◆ **Passage shown**:
= Stuart Fullerton =

American entomologist

Stuart M. Fullerton (March 8, 1940 – April 5, 2014) was an American entomologist and academic. Fullerton was the founder of the "Bug Closet", officially known as The Stuart M. Fullerton Collection of Arthropods at the University of Central Florida, which houses a collection of more than 500,000 mounted specimens of insects and other arthropods.

Fullerton was born in Modesto, California, on March 8, 1940. His interest in insects began while working as a staff member at a summer camp in the Sierra Nevadas. He later served in the United States Air Force. He was a graduate of the University of Central Florida.

He became a curator for a number of museums after leaving the Air Force, including institutions in Boston, Montreal, San Antonio and South Carolina. Fullerton also served as the curator of education for the Jacksonville Zoo and Gardens. He made frequent appearances on television news or children's shows with his animals.

◆ **Listed entries**:

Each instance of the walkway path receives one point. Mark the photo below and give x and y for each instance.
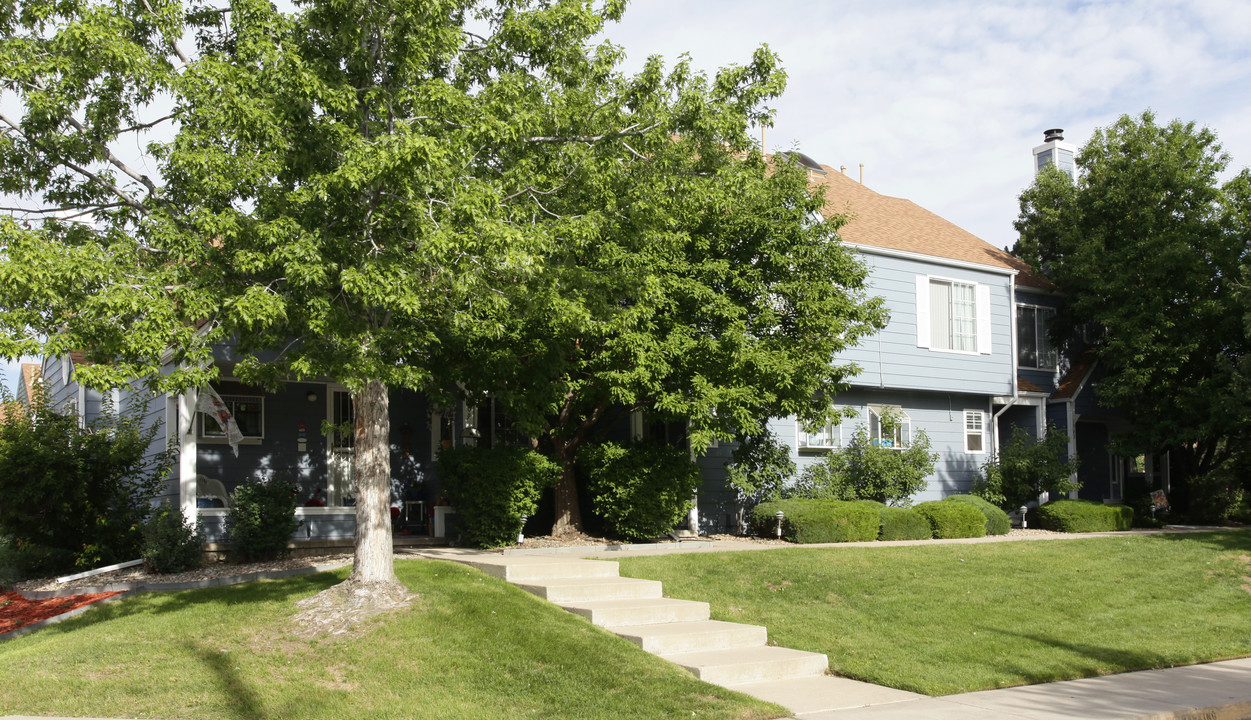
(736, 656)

==

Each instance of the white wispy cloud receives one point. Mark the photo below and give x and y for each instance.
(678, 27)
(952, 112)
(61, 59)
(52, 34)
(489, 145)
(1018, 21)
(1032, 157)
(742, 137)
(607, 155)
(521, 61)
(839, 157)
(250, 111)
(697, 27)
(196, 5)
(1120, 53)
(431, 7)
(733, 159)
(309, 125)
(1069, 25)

◆ **Work to complete**:
**1)** According to the passage on Stuart Fullerton, how many mounted specimens does the Bug Closet house?
**2)** Continue the passage on Stuart Fullerton, picking up after its final sentence.
The listing comes from a source unrelated to the passage on Stuart Fullerton.

◆ **Numbered responses**:
**1)** More than 500,000 mounted specimens of insects and other arthropods.

**2)**
Fullerton retired from the museums in 1990. He continued to amass a large collection of insect specimens after retirement. He relocated his collection a larger facility at the University of Central Florida (UCF) in 1993 at the invitation of David Vickers, the chairman of the Department of Biology.

Fullerton taught UCF entomology lab courses as a volunteer without receiving a salary. He established the Bug Closet, which houses more than a half million insects, many of which are indigenous to Central Florida. Fullerton sought to make the collection the definitive resource for information on insects in Florida. The Bug Closet also contains examples of insects from around the world, including Brazil and Mexico, but it remains dedicated to Central Floridian insects.

Fullerton collected insects found on the UCF campus and recruited undergraduate students to expand the collection. Two species housed in the collection were named in honor of Fullerton. Fullerton also oversaw the digitization of the Bug Closet collection, which made it available online from anywhere in the world. In 2012, Fullerton described Florida's native bees, or hymenoptera, as his favorite group within the Bug Closet.

Stuart Fullerton, a resident of Oviedo, Florida, died on April 5, 2014, at the age of 74.